[Information]

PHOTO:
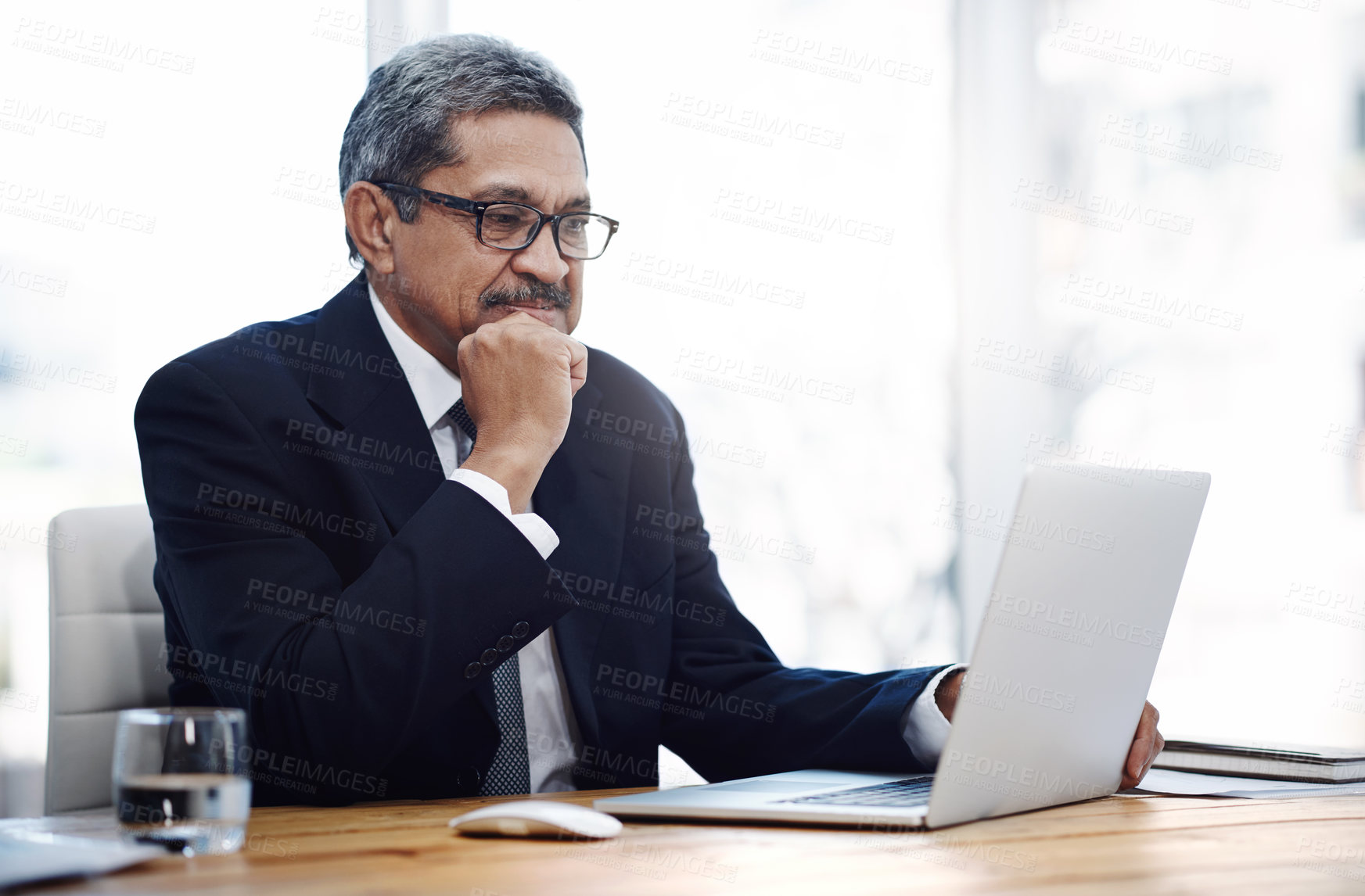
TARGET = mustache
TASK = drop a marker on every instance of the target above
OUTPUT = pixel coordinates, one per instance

--

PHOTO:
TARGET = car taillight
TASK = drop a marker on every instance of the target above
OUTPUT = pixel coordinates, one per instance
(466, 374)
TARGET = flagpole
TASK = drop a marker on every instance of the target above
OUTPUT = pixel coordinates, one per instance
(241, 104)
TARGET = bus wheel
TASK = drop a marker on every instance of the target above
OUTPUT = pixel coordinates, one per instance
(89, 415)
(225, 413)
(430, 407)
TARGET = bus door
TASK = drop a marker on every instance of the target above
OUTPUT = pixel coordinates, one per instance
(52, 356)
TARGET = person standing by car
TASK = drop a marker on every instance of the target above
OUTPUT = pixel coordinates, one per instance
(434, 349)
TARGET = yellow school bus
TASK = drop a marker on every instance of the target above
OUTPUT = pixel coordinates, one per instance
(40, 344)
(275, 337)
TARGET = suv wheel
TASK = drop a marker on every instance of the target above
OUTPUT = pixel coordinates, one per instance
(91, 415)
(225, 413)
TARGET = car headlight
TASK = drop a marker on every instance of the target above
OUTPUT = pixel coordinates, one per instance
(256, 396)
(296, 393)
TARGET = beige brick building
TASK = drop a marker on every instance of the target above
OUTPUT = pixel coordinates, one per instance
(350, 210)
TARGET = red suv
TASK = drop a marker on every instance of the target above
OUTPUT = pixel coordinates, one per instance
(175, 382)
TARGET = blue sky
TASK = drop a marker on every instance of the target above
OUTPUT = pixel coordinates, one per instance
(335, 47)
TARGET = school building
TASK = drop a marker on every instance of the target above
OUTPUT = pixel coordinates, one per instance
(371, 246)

==

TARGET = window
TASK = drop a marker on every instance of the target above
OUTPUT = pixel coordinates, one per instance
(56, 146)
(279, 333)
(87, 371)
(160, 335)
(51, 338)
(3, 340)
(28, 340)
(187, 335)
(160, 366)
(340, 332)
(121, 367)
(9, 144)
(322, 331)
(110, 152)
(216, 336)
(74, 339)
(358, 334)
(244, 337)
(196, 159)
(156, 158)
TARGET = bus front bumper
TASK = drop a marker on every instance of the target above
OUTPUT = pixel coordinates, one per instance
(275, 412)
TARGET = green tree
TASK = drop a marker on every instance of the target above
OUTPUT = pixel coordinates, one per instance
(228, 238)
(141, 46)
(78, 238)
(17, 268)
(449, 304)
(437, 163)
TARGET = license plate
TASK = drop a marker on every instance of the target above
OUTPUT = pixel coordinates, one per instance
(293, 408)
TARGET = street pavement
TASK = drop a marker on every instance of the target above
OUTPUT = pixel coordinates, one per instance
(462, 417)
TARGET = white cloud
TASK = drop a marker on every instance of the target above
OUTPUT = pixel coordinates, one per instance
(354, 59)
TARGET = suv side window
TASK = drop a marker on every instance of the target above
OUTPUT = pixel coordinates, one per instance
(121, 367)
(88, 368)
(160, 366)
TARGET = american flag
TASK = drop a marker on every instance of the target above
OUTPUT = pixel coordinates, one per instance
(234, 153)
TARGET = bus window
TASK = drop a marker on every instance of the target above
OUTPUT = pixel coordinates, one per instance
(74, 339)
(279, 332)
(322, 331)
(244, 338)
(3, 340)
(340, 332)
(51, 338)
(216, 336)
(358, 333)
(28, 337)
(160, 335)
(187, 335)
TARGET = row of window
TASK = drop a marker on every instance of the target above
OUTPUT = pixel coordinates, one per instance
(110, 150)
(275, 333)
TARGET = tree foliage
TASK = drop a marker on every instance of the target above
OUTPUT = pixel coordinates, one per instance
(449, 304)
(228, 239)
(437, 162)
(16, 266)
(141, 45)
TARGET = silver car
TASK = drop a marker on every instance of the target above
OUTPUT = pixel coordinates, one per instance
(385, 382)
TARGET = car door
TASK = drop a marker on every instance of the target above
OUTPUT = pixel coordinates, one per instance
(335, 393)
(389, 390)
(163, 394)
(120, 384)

[Aim of the task] Whenever a line of the material above contains the string "school", copy that line out.

[Output]
TARGET = yellow school bus
TARGET = school building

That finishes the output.